**Dataset rows:**
-*-

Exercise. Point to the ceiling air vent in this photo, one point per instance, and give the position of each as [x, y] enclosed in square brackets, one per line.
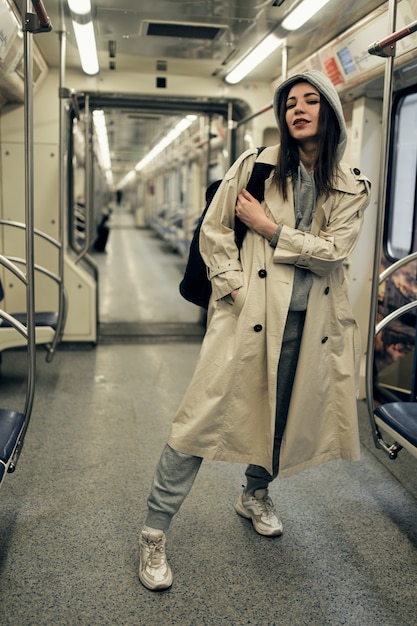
[182, 30]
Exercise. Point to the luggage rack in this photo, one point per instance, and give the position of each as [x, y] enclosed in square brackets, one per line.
[398, 420]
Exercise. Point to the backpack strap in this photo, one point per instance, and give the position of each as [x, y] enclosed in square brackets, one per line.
[255, 186]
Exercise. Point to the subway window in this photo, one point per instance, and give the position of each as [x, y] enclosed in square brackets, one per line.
[401, 206]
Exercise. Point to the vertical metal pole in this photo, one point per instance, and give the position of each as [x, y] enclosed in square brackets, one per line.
[382, 191]
[230, 131]
[284, 61]
[29, 201]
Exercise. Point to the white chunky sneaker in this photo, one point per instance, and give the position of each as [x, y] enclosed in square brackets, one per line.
[154, 570]
[260, 509]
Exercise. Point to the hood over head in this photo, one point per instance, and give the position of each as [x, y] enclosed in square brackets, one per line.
[326, 89]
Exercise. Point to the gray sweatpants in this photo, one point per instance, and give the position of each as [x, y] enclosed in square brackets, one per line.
[176, 472]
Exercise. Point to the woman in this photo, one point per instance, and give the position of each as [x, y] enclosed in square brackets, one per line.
[275, 383]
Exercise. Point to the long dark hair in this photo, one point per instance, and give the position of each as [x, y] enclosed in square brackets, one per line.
[288, 156]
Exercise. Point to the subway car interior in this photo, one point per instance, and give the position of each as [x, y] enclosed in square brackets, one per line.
[114, 120]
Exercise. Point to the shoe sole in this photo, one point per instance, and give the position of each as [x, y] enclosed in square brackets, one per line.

-*-

**AIM OF THE EXERCISE:** Can you copy the lines from the one containing "Exercise. Point to the subway car" through the end of the material, inclusive, with "enclosed in" changed to "wrapped in" and nothing else altered?

**THE RESULT:**
Exercise. Point to the subway car interior in this photo, one point per instance, and give the position of each as [x, y] wrapped in square brackets, one per line.
[114, 120]
Exercise. Point to the shoe sole in this photo, one point per instance, and give the position of each as [x, y] wrapped in square brackets, one per line.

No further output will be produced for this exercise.